Pull out every line of the items below that contains the string "gold", and copy each one unchanged. Matching is case-sensitive.

- **RECORDS FOR THE EXERCISE**

——————

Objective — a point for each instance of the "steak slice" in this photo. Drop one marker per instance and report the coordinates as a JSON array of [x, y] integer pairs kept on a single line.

——————

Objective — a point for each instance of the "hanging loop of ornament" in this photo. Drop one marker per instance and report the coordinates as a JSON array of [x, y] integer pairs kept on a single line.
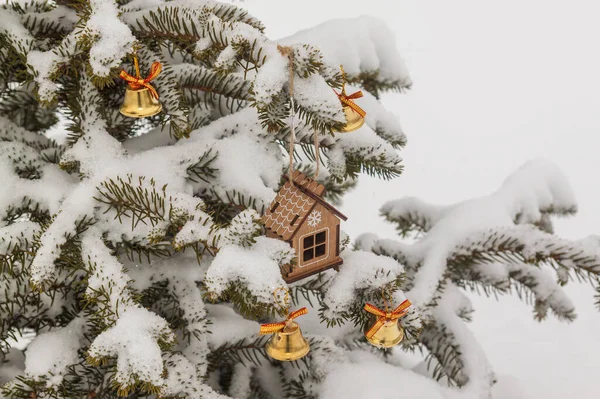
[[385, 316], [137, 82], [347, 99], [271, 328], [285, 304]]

——————

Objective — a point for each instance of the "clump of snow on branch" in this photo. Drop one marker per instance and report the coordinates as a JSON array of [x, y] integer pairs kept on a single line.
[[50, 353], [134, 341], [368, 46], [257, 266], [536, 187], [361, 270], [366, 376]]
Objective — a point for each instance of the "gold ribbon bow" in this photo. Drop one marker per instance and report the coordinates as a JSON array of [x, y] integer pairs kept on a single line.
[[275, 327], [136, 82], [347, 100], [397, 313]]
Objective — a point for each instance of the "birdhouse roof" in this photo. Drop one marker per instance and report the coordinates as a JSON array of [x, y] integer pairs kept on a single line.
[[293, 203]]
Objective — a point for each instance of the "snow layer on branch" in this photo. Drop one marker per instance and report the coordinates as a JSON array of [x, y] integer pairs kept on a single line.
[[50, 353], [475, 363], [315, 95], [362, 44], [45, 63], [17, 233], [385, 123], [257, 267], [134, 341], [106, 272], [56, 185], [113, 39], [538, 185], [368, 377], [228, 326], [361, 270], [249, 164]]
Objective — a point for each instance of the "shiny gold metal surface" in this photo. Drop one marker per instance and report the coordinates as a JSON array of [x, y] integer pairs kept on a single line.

——————

- **ANSWER TO THE PROBLEM**
Objective — a point for each instance of the "gold ribbon bow" in this photo. Drop one marker per instance and report the coordinates as a JSON array of [x, y] integer pairs kept on a single line.
Objective — a point for each instance of the "shiny gold metal surface" in this photo. Drop one marker per instance and report the coordinates as a JSON array of [x, y] integer pairs kept on a single line.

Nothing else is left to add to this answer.